Supplied information:

####################

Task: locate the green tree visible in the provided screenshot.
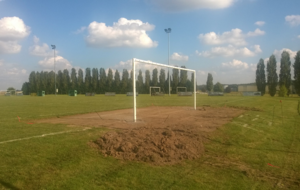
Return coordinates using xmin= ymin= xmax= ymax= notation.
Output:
xmin=294 ymin=51 xmax=300 ymax=96
xmin=172 ymin=68 xmax=179 ymax=93
xmin=224 ymin=86 xmax=231 ymax=93
xmin=47 ymin=71 xmax=55 ymax=94
xmin=256 ymin=58 xmax=266 ymax=95
xmin=267 ymin=55 xmax=278 ymax=97
xmin=128 ymin=70 xmax=133 ymax=92
xmin=145 ymin=70 xmax=150 ymax=94
xmin=21 ymin=82 xmax=30 ymax=95
xmin=107 ymin=68 xmax=113 ymax=91
xmin=137 ymin=69 xmax=144 ymax=93
xmin=278 ymin=85 xmax=287 ymax=97
xmin=152 ymin=68 xmax=158 ymax=86
xmin=179 ymin=66 xmax=187 ymax=87
xmin=57 ymin=70 xmax=63 ymax=94
xmin=206 ymin=73 xmax=213 ymax=92
xmin=159 ymin=69 xmax=166 ymax=92
xmin=35 ymin=72 xmax=41 ymax=92
xmin=7 ymin=87 xmax=15 ymax=95
xmin=114 ymin=70 xmax=121 ymax=93
xmin=92 ymin=68 xmax=99 ymax=93
xmin=85 ymin=68 xmax=92 ymax=93
xmin=121 ymin=69 xmax=129 ymax=93
xmin=70 ymin=68 xmax=77 ymax=91
xmin=191 ymin=72 xmax=195 ymax=92
xmin=62 ymin=69 xmax=70 ymax=94
xmin=213 ymin=82 xmax=224 ymax=92
xmin=279 ymin=51 xmax=292 ymax=95
xmin=99 ymin=68 xmax=106 ymax=93
xmin=29 ymin=71 xmax=36 ymax=93
xmin=78 ymin=69 xmax=84 ymax=94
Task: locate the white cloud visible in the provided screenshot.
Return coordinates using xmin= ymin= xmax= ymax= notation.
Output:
xmin=255 ymin=21 xmax=265 ymax=26
xmin=29 ymin=36 xmax=53 ymax=57
xmin=247 ymin=28 xmax=265 ymax=37
xmin=222 ymin=59 xmax=249 ymax=69
xmin=273 ymin=48 xmax=297 ymax=63
xmin=74 ymin=26 xmax=86 ymax=34
xmin=196 ymin=44 xmax=261 ymax=58
xmin=0 ymin=17 xmax=30 ymax=54
xmin=171 ymin=52 xmax=189 ymax=62
xmin=285 ymin=15 xmax=300 ymax=26
xmin=198 ymin=28 xmax=265 ymax=46
xmin=85 ymin=17 xmax=157 ymax=48
xmin=38 ymin=56 xmax=72 ymax=71
xmin=149 ymin=0 xmax=235 ymax=12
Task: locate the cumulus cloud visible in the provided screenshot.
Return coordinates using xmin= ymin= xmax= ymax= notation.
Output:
xmin=29 ymin=36 xmax=53 ymax=57
xmin=0 ymin=17 xmax=30 ymax=54
xmin=85 ymin=17 xmax=157 ymax=48
xmin=74 ymin=26 xmax=86 ymax=34
xmin=196 ymin=44 xmax=261 ymax=58
xmin=222 ymin=59 xmax=249 ymax=69
xmin=171 ymin=52 xmax=189 ymax=62
xmin=273 ymin=48 xmax=297 ymax=63
xmin=38 ymin=56 xmax=72 ymax=71
xmin=149 ymin=0 xmax=235 ymax=12
xmin=255 ymin=21 xmax=265 ymax=26
xmin=285 ymin=15 xmax=300 ymax=26
xmin=198 ymin=28 xmax=265 ymax=46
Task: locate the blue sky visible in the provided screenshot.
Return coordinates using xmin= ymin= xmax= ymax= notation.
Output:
xmin=0 ymin=0 xmax=300 ymax=90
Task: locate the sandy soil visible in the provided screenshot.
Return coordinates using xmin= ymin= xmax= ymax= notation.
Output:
xmin=36 ymin=106 xmax=245 ymax=165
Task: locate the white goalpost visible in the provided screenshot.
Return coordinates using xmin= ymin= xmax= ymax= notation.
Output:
xmin=132 ymin=58 xmax=196 ymax=122
xmin=149 ymin=86 xmax=160 ymax=96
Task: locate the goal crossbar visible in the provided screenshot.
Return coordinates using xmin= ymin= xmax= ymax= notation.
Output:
xmin=132 ymin=58 xmax=197 ymax=122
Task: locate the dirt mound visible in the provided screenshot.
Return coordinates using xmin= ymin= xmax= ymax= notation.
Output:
xmin=95 ymin=126 xmax=204 ymax=165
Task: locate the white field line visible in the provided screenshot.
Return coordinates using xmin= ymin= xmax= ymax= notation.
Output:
xmin=0 ymin=128 xmax=92 ymax=145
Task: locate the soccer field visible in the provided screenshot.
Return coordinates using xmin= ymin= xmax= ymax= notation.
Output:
xmin=0 ymin=94 xmax=299 ymax=189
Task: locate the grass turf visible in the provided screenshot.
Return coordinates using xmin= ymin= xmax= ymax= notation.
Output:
xmin=0 ymin=94 xmax=299 ymax=189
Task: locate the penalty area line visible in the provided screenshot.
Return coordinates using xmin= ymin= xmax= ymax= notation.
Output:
xmin=0 ymin=128 xmax=92 ymax=145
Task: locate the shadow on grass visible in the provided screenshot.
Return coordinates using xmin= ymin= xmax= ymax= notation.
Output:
xmin=0 ymin=179 xmax=20 ymax=190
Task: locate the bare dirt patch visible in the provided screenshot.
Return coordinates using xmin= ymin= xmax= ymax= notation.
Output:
xmin=36 ymin=106 xmax=245 ymax=165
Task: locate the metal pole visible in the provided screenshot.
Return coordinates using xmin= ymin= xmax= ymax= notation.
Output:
xmin=194 ymin=71 xmax=196 ymax=110
xmin=168 ymin=32 xmax=170 ymax=96
xmin=132 ymin=58 xmax=136 ymax=122
xmin=54 ymin=48 xmax=56 ymax=96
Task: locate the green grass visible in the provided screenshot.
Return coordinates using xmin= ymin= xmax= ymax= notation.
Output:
xmin=0 ymin=94 xmax=299 ymax=189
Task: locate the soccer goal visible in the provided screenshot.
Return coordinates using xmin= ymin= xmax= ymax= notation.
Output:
xmin=149 ymin=86 xmax=160 ymax=96
xmin=132 ymin=58 xmax=196 ymax=122
xmin=176 ymin=87 xmax=187 ymax=93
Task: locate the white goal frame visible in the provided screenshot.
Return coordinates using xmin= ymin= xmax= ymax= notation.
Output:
xmin=176 ymin=87 xmax=187 ymax=93
xmin=132 ymin=58 xmax=196 ymax=122
xmin=149 ymin=86 xmax=160 ymax=96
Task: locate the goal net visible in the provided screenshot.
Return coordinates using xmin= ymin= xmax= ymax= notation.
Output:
xmin=150 ymin=86 xmax=161 ymax=96
xmin=132 ymin=58 xmax=196 ymax=122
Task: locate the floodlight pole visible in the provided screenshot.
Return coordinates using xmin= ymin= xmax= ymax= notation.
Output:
xmin=51 ymin=45 xmax=56 ymax=96
xmin=165 ymin=28 xmax=171 ymax=96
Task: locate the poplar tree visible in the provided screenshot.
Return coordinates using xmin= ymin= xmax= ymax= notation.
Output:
xmin=159 ymin=69 xmax=166 ymax=92
xmin=78 ymin=69 xmax=84 ymax=94
xmin=99 ymin=68 xmax=106 ymax=93
xmin=267 ymin=55 xmax=278 ymax=97
xmin=121 ymin=69 xmax=129 ymax=93
xmin=279 ymin=51 xmax=292 ymax=95
xmin=152 ymin=68 xmax=158 ymax=86
xmin=255 ymin=58 xmax=266 ymax=95
xmin=206 ymin=73 xmax=213 ymax=92
xmin=172 ymin=68 xmax=179 ymax=93
xmin=107 ymin=68 xmax=113 ymax=91
xmin=57 ymin=70 xmax=63 ymax=94
xmin=85 ymin=68 xmax=91 ymax=93
xmin=29 ymin=71 xmax=36 ymax=93
xmin=114 ymin=70 xmax=121 ymax=93
xmin=62 ymin=69 xmax=70 ymax=94
xmin=137 ymin=69 xmax=144 ymax=93
xmin=145 ymin=70 xmax=150 ymax=93
xmin=92 ymin=68 xmax=98 ymax=93
xmin=294 ymin=51 xmax=300 ymax=96
xmin=70 ymin=68 xmax=77 ymax=91
xmin=180 ymin=66 xmax=187 ymax=87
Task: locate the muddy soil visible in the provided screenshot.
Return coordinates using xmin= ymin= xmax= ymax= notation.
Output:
xmin=36 ymin=106 xmax=245 ymax=165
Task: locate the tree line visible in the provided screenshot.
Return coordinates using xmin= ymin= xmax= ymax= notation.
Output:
xmin=21 ymin=67 xmax=195 ymax=95
xmin=256 ymin=50 xmax=300 ymax=96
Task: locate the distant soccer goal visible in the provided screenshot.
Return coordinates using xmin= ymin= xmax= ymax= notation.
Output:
xmin=149 ymin=86 xmax=160 ymax=96
xmin=132 ymin=58 xmax=196 ymax=122
xmin=176 ymin=87 xmax=187 ymax=93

####################

After you work out how many lines in the material hold the word "cloud", please respond with that number alone.

2